(Dataset entries)
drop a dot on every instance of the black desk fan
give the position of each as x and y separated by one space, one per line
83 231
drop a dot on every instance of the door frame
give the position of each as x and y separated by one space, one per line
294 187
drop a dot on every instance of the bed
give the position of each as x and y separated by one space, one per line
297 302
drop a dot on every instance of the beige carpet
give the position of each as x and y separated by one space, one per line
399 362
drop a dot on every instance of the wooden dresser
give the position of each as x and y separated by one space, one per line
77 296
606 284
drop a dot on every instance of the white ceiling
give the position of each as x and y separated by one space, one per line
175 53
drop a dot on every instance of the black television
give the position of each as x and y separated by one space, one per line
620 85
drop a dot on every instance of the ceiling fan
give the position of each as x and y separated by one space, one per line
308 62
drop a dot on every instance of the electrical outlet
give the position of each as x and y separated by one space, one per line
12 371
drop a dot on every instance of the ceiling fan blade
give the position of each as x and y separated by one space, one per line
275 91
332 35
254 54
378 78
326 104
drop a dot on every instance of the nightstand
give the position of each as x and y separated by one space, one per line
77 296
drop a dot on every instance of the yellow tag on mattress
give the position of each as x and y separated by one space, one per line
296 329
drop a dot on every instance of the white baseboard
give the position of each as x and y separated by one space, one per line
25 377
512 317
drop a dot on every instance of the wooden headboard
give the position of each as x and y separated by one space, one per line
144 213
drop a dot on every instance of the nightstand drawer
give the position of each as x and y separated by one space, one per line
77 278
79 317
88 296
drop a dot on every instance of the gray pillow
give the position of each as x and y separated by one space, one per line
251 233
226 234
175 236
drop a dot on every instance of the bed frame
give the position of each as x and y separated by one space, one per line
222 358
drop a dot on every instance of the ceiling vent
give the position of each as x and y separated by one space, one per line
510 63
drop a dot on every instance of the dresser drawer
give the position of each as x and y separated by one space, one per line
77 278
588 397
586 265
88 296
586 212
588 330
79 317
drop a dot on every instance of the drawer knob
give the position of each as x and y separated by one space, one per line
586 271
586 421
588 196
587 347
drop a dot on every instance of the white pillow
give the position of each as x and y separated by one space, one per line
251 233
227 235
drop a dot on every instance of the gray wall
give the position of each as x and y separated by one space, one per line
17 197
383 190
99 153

[WHAT IS ASKED]: Offset every coordinate in the answers by -127 and give the lines of the listing again, requests included, starting with the line containing "drop a dot on every instance of the white pillow" and going on through the end of the listing.

[EXERCISE RESPONSE]:
drop a dot on every instance of the white pillow
give the position of each as x and y separated by one space, one per line
124 106
100 108
drop a dot on every instance of the gray wall
give the position of each as x and y separated by one space, one per line
-110 70
256 63
-28 26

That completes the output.